### Extrait choisi
::::::::
Crevel est d'un siècle où la jeunesse ne va plus supporter d'être assignée à quoi que ce soit, elle aspire à inventer son avenir. Chez Crevel, ce conflit avec la famille dévorante prend une tournure dramatique.
Comme beaucoup de jeunes de l'entre deux guerres, Pierre a une soif inextinguible d'absolu (elle s'exprimera de mille façons, et parfois dans l'adhésion au fascisme), qu'il tourne vers la vie amoureuse. Ce jeune américain, Bruggle, avec lequel il vivra des étreintes brûlantes mais qui ne répondra pas à son désir de passion exclusive, le conduira au désespoir puis au suicide. Le thème du sentiment de culpabilité homosexuel est là, en filigrane, même si les personnages ne l'évoquent pas... Mais l'homosexualité est qualifiée de "vice", y compris par les concernés.
::::::::
### Lignes
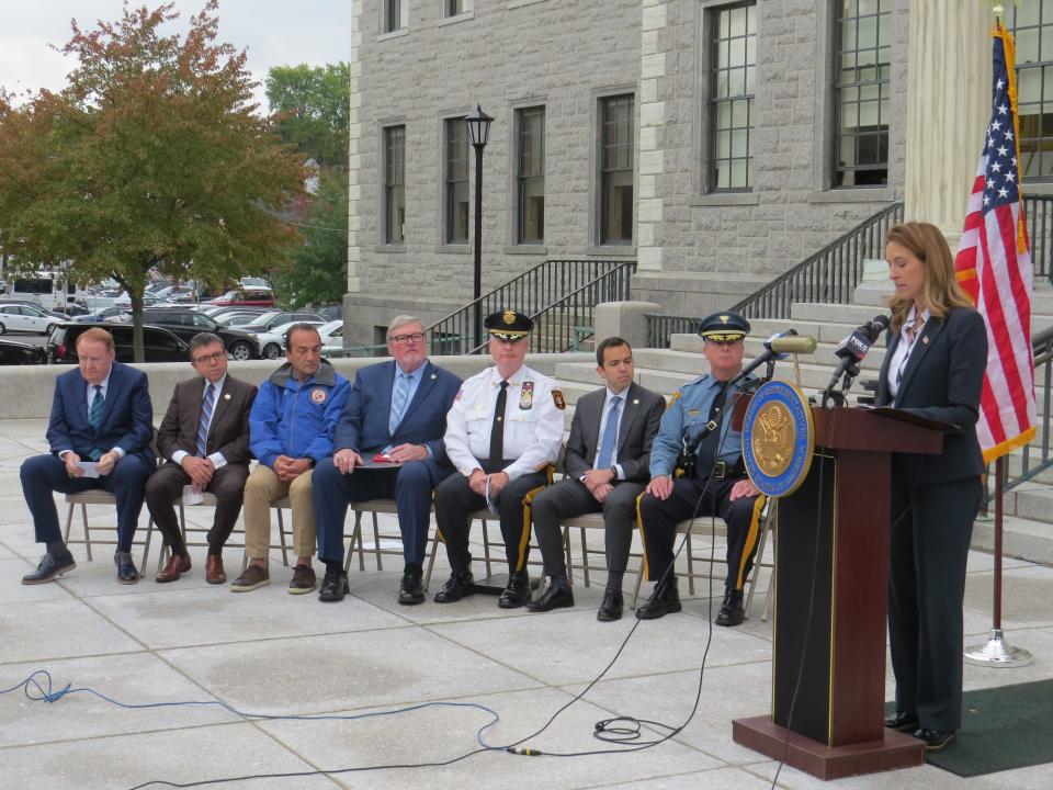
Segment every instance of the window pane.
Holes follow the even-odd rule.
[[[633,97],[601,103],[600,242],[633,241]]]
[[[750,139],[756,80],[756,3],[709,12],[712,40],[710,79],[710,189],[752,187]]]

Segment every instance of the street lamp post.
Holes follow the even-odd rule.
[[[475,345],[483,345],[483,149],[490,134],[490,122],[494,121],[483,112],[483,108],[475,105],[475,111],[464,116],[468,125],[468,139],[475,148],[475,271],[472,273],[472,298],[475,302]]]

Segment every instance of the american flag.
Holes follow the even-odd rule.
[[[994,36],[994,100],[954,270],[987,324],[987,372],[976,432],[990,462],[1034,438],[1031,251],[1020,200],[1012,36]]]

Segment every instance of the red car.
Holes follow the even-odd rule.
[[[273,307],[274,294],[263,289],[253,291],[227,291],[223,296],[202,302],[216,307]]]

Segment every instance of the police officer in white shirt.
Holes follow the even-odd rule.
[[[446,455],[460,474],[435,489],[435,520],[453,572],[435,601],[451,603],[475,592],[468,517],[489,507],[500,518],[508,556],[508,585],[498,606],[512,609],[530,600],[530,507],[523,499],[548,483],[566,404],[552,379],[523,364],[534,326],[528,316],[507,309],[487,316],[484,325],[495,365],[464,382],[446,415]]]

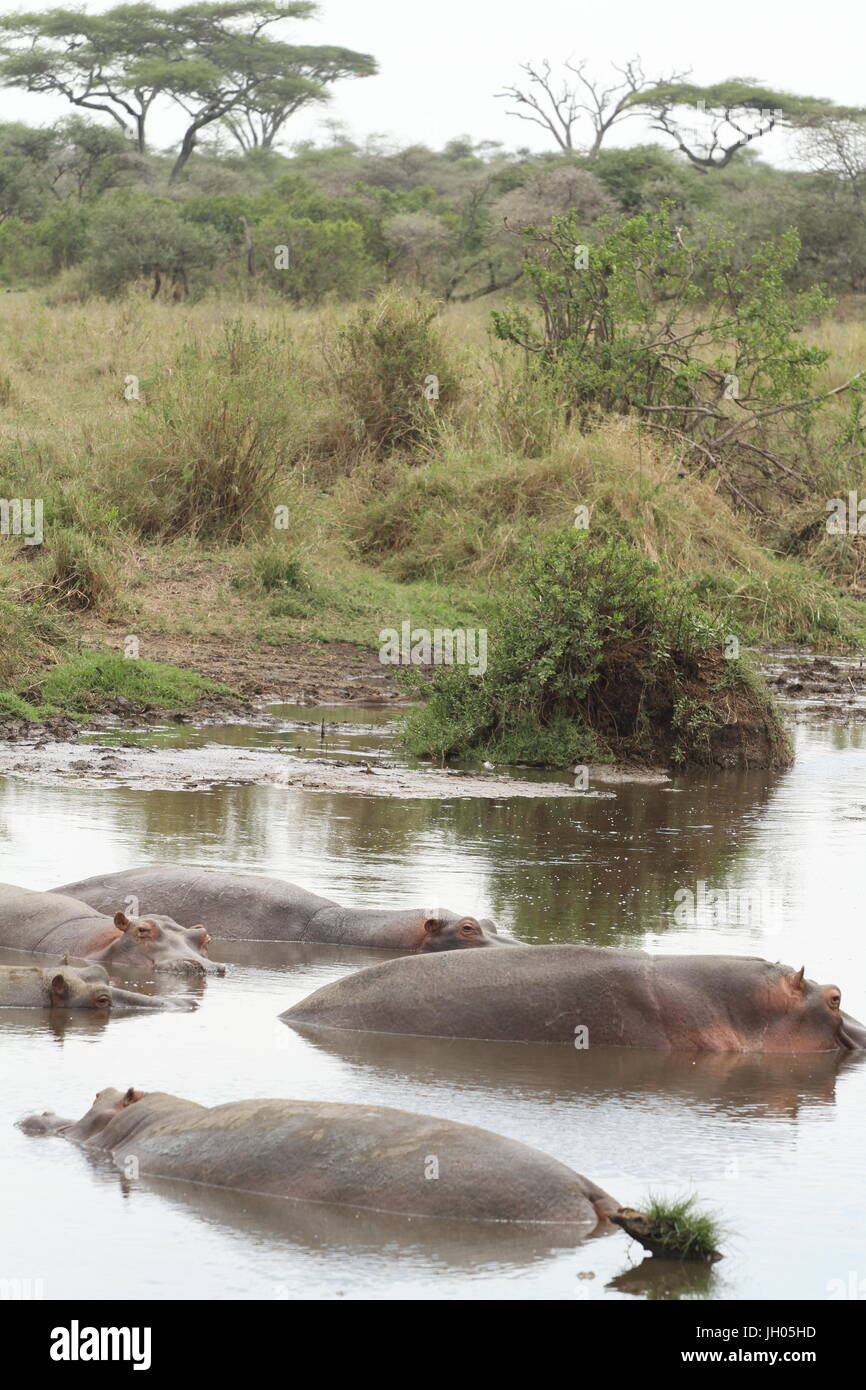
::::::::
### Consignes
a) Réécrivez l'extrait sur Crevel de « Crevel est d'un » jusqu'à « une tournure dramatique. » inclus, en changeant « avenir » en « destin ».
b) D'après l'extrait sur Crevel, les affirmations suivantes sont-elles exactes ? Répondez par oui ou non pour chacune, en citant les mots décisifs de l'extrait. (i) Bruggle est un jeune Américain. (ii) Les personnages évoquent explicitement le sentiment de culpabilité homosexuel. (iii) Bruggle répond au désir de passion exclusive de Pierre.

### Corrigés
a)
Crevel est d'un siècle où la jeunesse ne va plus supporter d'être assignée à quoi que ce soit, elle aspire à inventer son destin. Chez Crevel, ce conflit avec la famille dévorante prend une tournure dramatique.

b)
(i) Oui : « Ce jeune américain, Bruggle ».
(ii) Non : « même si les personnages ne l'évoquent pas ».
(iii) Non : « qui ne répondra pas à son désir de passion exclusive ».